* **TASK TO CARRY OUT**
Output each entry verbatim and exclude every picture from it.

* **LISTING**

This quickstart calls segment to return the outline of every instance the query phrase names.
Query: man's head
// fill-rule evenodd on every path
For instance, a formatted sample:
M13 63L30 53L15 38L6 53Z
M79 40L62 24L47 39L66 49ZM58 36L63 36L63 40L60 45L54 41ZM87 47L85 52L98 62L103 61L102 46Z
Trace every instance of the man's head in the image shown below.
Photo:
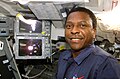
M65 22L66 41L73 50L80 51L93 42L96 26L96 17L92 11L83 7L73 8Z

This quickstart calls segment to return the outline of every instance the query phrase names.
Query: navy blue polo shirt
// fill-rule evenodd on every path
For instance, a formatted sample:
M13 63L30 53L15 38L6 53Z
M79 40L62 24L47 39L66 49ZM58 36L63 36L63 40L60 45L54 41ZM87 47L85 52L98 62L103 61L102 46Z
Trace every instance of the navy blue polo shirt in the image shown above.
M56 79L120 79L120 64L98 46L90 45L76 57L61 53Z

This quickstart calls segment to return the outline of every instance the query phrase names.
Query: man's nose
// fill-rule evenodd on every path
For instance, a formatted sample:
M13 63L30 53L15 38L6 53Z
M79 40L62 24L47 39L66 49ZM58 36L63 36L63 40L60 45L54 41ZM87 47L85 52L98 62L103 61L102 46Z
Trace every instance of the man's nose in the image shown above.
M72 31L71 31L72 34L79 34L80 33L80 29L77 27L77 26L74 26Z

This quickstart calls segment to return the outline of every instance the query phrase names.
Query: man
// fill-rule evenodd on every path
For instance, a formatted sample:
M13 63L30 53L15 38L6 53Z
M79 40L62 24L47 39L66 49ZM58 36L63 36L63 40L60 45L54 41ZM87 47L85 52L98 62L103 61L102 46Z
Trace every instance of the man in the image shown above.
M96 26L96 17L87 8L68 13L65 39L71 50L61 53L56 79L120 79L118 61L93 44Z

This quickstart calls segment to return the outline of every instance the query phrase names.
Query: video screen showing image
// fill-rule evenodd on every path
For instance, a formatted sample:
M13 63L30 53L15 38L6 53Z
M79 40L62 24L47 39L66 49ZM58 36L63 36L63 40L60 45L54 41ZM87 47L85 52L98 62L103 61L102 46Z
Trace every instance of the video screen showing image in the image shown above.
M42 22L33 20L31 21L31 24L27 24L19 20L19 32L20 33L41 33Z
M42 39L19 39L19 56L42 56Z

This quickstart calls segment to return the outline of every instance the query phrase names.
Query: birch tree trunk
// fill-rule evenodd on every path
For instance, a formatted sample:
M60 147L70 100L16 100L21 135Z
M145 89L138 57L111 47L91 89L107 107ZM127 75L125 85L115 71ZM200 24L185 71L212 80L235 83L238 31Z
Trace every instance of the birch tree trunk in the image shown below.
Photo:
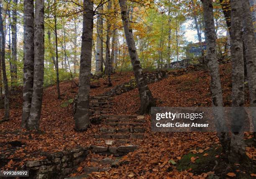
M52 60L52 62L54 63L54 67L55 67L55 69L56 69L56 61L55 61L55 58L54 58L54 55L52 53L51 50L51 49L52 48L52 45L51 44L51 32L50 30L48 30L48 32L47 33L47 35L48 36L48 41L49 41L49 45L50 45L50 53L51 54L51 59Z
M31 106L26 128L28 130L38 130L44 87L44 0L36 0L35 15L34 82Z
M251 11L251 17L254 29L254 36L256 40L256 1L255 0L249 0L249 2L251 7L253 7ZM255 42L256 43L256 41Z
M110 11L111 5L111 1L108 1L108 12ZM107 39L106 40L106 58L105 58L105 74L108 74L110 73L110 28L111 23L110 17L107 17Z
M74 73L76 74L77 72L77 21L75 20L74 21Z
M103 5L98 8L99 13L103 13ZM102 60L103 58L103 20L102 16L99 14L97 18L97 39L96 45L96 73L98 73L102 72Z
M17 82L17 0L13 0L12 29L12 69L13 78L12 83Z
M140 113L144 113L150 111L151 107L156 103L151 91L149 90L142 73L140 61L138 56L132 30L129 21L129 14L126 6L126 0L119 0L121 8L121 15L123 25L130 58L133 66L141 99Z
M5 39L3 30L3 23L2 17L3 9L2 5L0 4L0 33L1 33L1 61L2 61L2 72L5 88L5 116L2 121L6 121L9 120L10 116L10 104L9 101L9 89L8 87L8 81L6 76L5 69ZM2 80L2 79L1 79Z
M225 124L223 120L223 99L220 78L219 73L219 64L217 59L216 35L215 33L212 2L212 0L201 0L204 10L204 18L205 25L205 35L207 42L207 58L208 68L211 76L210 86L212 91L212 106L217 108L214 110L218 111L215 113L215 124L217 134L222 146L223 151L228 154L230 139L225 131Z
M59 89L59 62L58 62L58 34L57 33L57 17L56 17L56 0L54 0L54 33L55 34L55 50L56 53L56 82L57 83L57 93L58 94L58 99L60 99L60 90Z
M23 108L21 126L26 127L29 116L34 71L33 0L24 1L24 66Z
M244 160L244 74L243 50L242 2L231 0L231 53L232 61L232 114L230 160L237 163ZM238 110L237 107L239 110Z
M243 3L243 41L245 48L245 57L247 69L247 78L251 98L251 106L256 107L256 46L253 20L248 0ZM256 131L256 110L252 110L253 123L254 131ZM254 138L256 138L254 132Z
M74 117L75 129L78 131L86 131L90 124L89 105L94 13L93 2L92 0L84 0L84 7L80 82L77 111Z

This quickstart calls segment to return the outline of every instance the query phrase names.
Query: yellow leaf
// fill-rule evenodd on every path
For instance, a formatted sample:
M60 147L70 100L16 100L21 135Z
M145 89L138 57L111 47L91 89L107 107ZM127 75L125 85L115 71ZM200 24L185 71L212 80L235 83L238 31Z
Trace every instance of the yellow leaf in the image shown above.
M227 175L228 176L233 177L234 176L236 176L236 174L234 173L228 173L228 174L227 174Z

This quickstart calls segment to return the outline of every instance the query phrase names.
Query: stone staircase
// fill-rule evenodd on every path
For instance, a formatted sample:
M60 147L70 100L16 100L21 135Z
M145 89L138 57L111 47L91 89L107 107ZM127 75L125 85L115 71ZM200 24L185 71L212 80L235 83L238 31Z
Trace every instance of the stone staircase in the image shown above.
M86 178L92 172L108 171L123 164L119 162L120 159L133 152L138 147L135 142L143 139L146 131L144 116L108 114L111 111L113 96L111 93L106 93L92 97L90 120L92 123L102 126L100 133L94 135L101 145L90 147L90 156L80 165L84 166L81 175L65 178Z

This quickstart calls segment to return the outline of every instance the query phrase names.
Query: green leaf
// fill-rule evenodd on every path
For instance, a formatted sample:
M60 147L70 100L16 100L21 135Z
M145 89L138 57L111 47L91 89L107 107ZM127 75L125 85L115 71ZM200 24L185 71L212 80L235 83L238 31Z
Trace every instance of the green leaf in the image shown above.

* **REPLY**
This quickstart calls segment to return the outline of every instance the query phrase names.
Query: man's head
// fill-rule evenodd on every path
For instance, a formatted sample:
M13 63L30 53L15 38L6 53Z
M79 40L62 24L47 39L66 49ZM58 36L63 36L63 40L60 45L54 41ZM87 47L85 52L98 62L103 61L102 46Z
Trace every instance of the man's head in the image shown below.
Photo:
M65 22L66 41L73 50L80 51L93 42L96 26L96 17L92 11L83 7L73 8Z

This quickstart calls segment to return the outline of every instance the query phrase names.
Query: navy blue polo shirt
// fill-rule evenodd on every path
For instance, a formatted sample:
M13 63L30 53L15 38L6 53Z
M79 40L62 24L47 39L66 49ZM58 36L63 36L63 40L60 45L54 41ZM87 47L85 52L98 62L103 61L102 46Z
Trace every instance of the navy blue polo shirt in the image shown above.
M56 79L120 79L120 64L98 46L90 45L76 57L61 53Z

This quickstart calls segment to return the outline of every instance the query phrase names.
Query: man's nose
// fill-rule evenodd on every path
For instance, a formatted sample:
M13 63L30 53L15 38L6 53Z
M79 40L62 24L47 39L66 49ZM58 36L63 36L63 40L60 45L54 41ZM87 47L85 52L98 62L103 61L102 46Z
Trace every instance of the man's nose in the image shown above.
M72 31L71 31L72 34L79 34L80 33L80 29L77 27L77 26L74 26Z

This quickstart calls segment to return the outline of every instance the query phrase names.
Query: man
// fill-rule evenodd on every path
For instance, a formatted sample:
M13 63L30 53L15 38L6 53Z
M79 40L62 24L47 39L66 49ZM58 36L63 36L63 40L60 45L54 41ZM87 47L85 52L98 62L103 61L102 46Z
Trace every instance of the man in the image shown above.
M96 26L96 17L87 8L68 13L65 39L71 50L61 53L56 79L120 79L118 61L93 44Z

This quickstart calls segment to return the outline of every instance the query phrase names.
Query: video screen showing image
// fill-rule evenodd on every path
For instance, a formatted sample:
M13 63L30 53L15 38L6 53Z
M79 40L62 24L47 39L66 49ZM58 36L63 36L63 40L60 45L54 41ZM87 47L85 52L98 62L103 61L102 46Z
Trace every instance of the video screen showing image in the image shown above.
M42 22L33 20L31 21L31 24L27 24L19 20L19 32L20 33L41 33Z
M42 39L19 39L19 56L42 56Z

This quickstart calls segment to return the outline of every instance the query phrase names.
Query: birch tree trunk
// fill-rule evenodd on every path
For instance, a formatted sample:
M60 147L70 100L16 100L21 135Z
M145 89L138 57L111 47L91 89L107 107ZM127 75L125 85L115 71ZM200 24L185 71L212 80L235 83L238 31Z
Trace every instance of the birch tree trunk in the image shown below.
Photo:
M52 60L52 62L54 63L54 67L55 67L55 69L56 69L56 61L55 61L55 58L54 58L54 55L52 53L51 50L51 49L52 48L52 45L51 44L51 32L50 30L48 30L48 32L47 33L47 35L48 36L48 41L49 41L49 45L50 45L50 53L51 54L51 59Z
M31 106L26 128L28 130L38 130L44 87L44 0L36 0L35 15L34 82Z
M251 11L251 17L254 29L254 36L256 40L256 1L255 0L249 0L249 2L251 7L253 7ZM255 42L256 43L256 41Z
M110 11L111 5L111 1L108 1L108 12ZM107 39L106 40L106 58L105 58L105 74L108 74L110 73L110 28L111 23L110 17L107 17Z
M74 73L76 74L77 72L77 21L75 20L74 21Z
M103 5L98 8L99 13L103 13ZM102 60L103 58L103 20L102 16L99 14L97 18L97 39L96 45L96 73L98 73L102 72Z
M17 82L17 0L13 0L12 29L12 69L13 78L12 83Z
M140 113L144 113L150 111L151 107L156 103L151 91L149 90L142 73L140 61L138 56L132 30L129 21L129 14L126 6L126 0L119 0L121 8L121 15L123 25L130 58L133 66L141 99Z
M5 39L3 30L3 23L2 17L3 9L2 5L0 4L0 33L1 33L1 61L2 61L2 72L5 88L5 116L2 121L6 121L9 120L10 116L10 104L9 101L9 89L8 87L8 81L6 76L5 69ZM2 80L2 79L1 79Z
M225 124L223 120L223 99L220 78L219 73L219 64L217 59L216 35L215 33L212 2L212 0L201 0L204 10L204 18L205 25L205 35L207 42L207 58L208 68L211 76L210 86L212 91L212 106L217 108L214 110L218 111L215 113L215 124L217 134L222 146L223 151L228 154L230 139L225 131Z
M59 89L59 62L58 62L58 34L57 33L57 17L56 17L56 0L54 0L54 33L55 34L55 50L56 53L56 82L57 83L57 93L58 94L58 99L60 99L60 90Z
M23 108L21 126L26 127L29 116L34 71L33 0L24 1L24 66Z
M244 160L244 74L243 50L242 2L231 0L231 53L232 61L232 114L230 160L237 163ZM238 110L237 107L239 110Z
M243 3L243 41L245 48L245 57L247 69L247 78L251 98L251 106L256 107L256 46L253 20L248 0ZM256 131L256 110L252 110L253 123L254 131ZM254 138L256 138L254 132Z
M74 117L75 129L78 131L86 131L90 124L89 105L94 13L93 2L92 0L84 0L84 7L80 82L77 111Z

This quickstart calls segment to return the outline of every instance the query phrase names.
Query: yellow leaf
// fill-rule evenodd on every path
For instance, a formatted sample:
M60 147L70 100L16 100L21 135Z
M145 89L138 57L111 47L91 89L107 107ZM127 75L125 85L115 71ZM200 24L185 71L212 80L235 83L238 31Z
Trace every instance of the yellow leaf in the image shown above.
M227 175L228 176L233 177L234 176L236 176L236 174L234 173L228 173L228 174L227 174Z

This quickstart calls segment to return the outline of every instance the query phrase names.
Query: stone staircase
// fill-rule evenodd on every path
For instance, a formatted sample:
M60 147L70 100L16 100L21 135Z
M145 89L138 57L111 47L91 89L107 107ZM127 75L125 85L115 71ZM200 24L185 71L212 80L235 83L238 31Z
Trace every instance of the stone staircase in the image shown above.
M86 178L92 172L108 171L123 164L119 162L120 159L133 152L138 147L135 142L143 139L146 131L144 116L108 114L111 111L113 96L111 93L106 93L92 97L90 120L92 123L102 126L100 133L94 135L101 145L90 147L90 156L80 165L84 166L81 175L65 178Z

This quickstart calls segment to return the outline of every instance the query phrase names.
Query: green leaf
// fill-rule evenodd on every path
For instance, a formatted sample:
M60 147L70 100L16 100L21 135Z
M145 89L138 57L111 47L91 89L107 107ZM127 75L125 85L115 71ZM200 24L185 71L212 80L235 83L238 31Z
Trace every instance of the green leaf in the image shown above.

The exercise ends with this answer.